BEGIN

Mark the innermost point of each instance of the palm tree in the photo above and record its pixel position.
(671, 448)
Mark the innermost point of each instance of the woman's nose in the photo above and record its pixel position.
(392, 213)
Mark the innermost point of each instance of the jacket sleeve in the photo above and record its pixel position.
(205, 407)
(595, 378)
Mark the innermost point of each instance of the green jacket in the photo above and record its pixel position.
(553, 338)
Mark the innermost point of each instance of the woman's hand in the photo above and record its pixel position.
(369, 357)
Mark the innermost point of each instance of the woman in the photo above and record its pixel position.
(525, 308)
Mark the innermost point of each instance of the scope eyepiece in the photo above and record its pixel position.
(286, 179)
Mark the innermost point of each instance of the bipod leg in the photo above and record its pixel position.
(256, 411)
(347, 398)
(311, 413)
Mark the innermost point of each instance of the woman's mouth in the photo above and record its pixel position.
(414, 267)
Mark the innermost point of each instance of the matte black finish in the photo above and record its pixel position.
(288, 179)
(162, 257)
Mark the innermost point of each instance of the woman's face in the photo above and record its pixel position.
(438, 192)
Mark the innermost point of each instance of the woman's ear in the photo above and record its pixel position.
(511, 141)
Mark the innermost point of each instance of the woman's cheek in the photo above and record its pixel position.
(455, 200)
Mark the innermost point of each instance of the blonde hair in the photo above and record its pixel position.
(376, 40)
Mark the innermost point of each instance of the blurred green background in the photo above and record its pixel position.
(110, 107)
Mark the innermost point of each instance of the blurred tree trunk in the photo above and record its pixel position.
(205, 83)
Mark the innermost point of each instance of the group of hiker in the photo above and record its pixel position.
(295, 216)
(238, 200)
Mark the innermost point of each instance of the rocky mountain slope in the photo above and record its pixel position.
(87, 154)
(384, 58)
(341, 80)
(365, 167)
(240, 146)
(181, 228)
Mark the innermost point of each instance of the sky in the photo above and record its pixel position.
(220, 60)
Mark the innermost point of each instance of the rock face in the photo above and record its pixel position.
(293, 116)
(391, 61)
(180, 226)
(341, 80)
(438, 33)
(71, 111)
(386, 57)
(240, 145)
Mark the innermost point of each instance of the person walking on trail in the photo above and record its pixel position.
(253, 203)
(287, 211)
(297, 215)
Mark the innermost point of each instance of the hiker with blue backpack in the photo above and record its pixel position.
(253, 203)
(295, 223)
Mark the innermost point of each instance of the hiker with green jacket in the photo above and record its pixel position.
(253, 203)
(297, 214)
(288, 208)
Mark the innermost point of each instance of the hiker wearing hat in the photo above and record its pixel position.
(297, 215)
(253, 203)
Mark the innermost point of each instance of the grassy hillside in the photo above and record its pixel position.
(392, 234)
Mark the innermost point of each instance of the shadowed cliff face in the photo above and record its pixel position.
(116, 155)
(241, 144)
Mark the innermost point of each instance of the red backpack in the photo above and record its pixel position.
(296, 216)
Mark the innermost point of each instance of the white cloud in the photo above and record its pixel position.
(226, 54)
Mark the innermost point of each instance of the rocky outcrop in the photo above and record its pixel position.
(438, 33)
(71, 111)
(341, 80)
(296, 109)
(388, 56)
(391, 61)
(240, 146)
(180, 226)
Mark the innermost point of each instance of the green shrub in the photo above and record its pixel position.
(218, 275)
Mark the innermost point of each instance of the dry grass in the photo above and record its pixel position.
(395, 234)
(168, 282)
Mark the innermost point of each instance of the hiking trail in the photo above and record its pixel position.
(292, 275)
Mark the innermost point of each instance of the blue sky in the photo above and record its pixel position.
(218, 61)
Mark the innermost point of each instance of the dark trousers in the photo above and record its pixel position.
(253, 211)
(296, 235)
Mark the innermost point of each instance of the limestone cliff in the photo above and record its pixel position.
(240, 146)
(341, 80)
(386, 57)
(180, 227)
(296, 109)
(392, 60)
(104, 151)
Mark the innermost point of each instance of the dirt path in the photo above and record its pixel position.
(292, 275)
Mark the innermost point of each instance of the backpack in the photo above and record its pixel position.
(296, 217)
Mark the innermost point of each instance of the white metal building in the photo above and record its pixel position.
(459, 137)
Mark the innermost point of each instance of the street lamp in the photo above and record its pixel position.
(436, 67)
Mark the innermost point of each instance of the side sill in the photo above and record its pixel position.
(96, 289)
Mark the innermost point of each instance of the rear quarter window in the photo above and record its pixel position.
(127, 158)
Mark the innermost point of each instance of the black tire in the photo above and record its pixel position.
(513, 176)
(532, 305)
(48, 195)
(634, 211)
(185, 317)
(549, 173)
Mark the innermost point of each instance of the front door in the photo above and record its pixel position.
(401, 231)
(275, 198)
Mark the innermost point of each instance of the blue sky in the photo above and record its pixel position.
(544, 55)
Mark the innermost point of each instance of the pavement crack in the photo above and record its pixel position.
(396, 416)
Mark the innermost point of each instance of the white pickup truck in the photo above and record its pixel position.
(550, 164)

END

▶ What is needed: Every entry should be printed again exactly as written.

▶ Response to the exercise:
Mark the innermost point of each instance of the palm tree in the photo above and record its pixel position.
(671, 448)
Mark the innermost point of each instance of the woman's nose in the photo above and record its pixel position.
(392, 213)
Mark the innermost point of each instance of the jacket sleeve in the photo above and record its pixel position.
(205, 407)
(595, 378)
Mark the innermost point of each instance of the green jacket in the photo above and record its pixel position.
(553, 338)
Mark the innermost point of each instance of the woman's hand in the photo above and record its pixel position.
(369, 357)
Mark the innermost point of each instance of the woman in the photo above and record its pixel position.
(525, 308)
Mark the innermost point of each instance of the scope eyepiece in the photo above and record its pixel position.
(286, 179)
Mark the innermost point of each instance of the bipod leg in the photo above and record its pixel position.
(256, 411)
(347, 398)
(311, 413)
Mark the innermost point of each instance of the woman's mouth in the photo above and record its pixel position.
(414, 267)
Mark the innermost point of each instance of the matte black finish in the photo above and record its pixel position.
(288, 179)
(162, 257)
Mark the innermost point of each instance of the woman's face in the photo above and record its pixel position.
(438, 192)
Mark the innermost point of each instance of the woman's ear in the photo above and record its pixel position.
(511, 141)
Mark the innermost point of each instance of the woman's cheek in the photo above and record its pixel position.
(455, 200)
Mark the innermost point of each instance of the blonde hair in the photo above and record its pixel position.
(376, 40)
Mark the innermost point of each instance of the blurred green background in the photo above and record its pixel position.
(110, 107)
Mark the innermost point of each instance of the blurred tree trunk in the photo above and record its pixel position.
(205, 83)
Mark the innermost point of each instance of the group of hiker in the photo above and record its pixel position.
(295, 216)
(238, 200)
Mark the innermost point of each instance of the rocky mountain slope in the photo above and record its pixel position.
(87, 154)
(384, 58)
(341, 80)
(365, 167)
(240, 146)
(181, 228)
Mark the innermost point of each instance of the sky in the photo above and record its pixel position.
(220, 60)
Mark the innermost point of each instance of the rock face in the photo above and record its pixel position.
(293, 116)
(391, 61)
(180, 226)
(341, 80)
(438, 33)
(71, 111)
(386, 57)
(240, 145)
Mark the innermost point of each instance of the person walking on trail in the photo above and record its pixel position.
(253, 203)
(287, 211)
(297, 215)
Mark the innermost point of each instance of the hiker with blue backpack in the photo above and record its pixel position.
(253, 203)
(295, 223)
Mark the innermost point of each instance of the hiker with green jacket in the photo above and record its pixel position.
(253, 203)
(297, 214)
(288, 208)
Mark the innermost point of each instance of the hiker wearing hat in the photo above and record its pixel position.
(297, 215)
(253, 203)
Mark the innermost point of each instance of the grassy hillside in the photo above and record its pixel position.
(392, 234)
Mark the innermost point of each instance of the shadowed cliff face in the photo above and record its pixel position.
(116, 155)
(241, 144)
Mark the innermost point of each instance of the red backpack in the photo above and record its pixel position.
(296, 216)
Mark the innermost point of each instance of the white cloud in the photo above and record its pixel position.
(226, 54)
Mark the innermost point of each instance of the rocky outcrop in the photo above and record its pixel position.
(438, 33)
(71, 111)
(341, 80)
(296, 109)
(388, 56)
(391, 61)
(240, 146)
(180, 226)
Mark the innermost point of each instance of the green shrub in the photo above and record its pixel position.
(218, 275)
Mark the innermost point of each instance of the dry grass in the photo above and record its pixel position.
(395, 234)
(168, 282)
Mark the innermost point of each instance of the hiking trail in the photo above and record its pixel position.
(292, 275)
Mark the innermost point of each instance of the blue sky in the photo above and record its pixel position.
(218, 61)
Mark the innermost point of each instance of the dark trousers in the photo above and record its pixel position.
(253, 211)
(296, 235)
Mark the innermost point of each instance of the limestone cliff in the photo above and record its pixel position.
(240, 146)
(341, 80)
(386, 57)
(180, 227)
(296, 109)
(392, 60)
(104, 151)
Mark the innermost point of each instance of the dirt path in the photo above and record its pixel position.
(292, 275)
Mark the innermost point of each instance of the backpack in the photo above and record its pixel position.
(296, 217)
Mark the innermost point of each instance of the white metal building in the photo above and record its pixel position.
(459, 137)
Mark the innermost point of each instance of the street lamp in the photo above and record its pixel position.
(436, 67)
Mark the innermost point of each instance of the side sill in the photo above and record its pixel position.
(96, 289)
Mark the innermost point of each instance of the rear quarter window in the photo above and record its pixel position.
(127, 158)
Mark the innermost point of each instance of the black tire in the photo above and record its pixel position.
(513, 176)
(532, 305)
(48, 195)
(634, 211)
(185, 317)
(549, 173)
Mark the innermost point of each instance of the front door in the photo above and record its pixel position.
(401, 231)
(275, 198)
Mark the innermost point of each instance of the blue sky in the photo above and record its pixel position.
(544, 55)
Mark the innermost point of each instance of the pavement crack in the photo above and record its pixel position.
(396, 416)
Mark the innermost point of each instance of the white pickup truck in the photo above and record its pixel position.
(550, 164)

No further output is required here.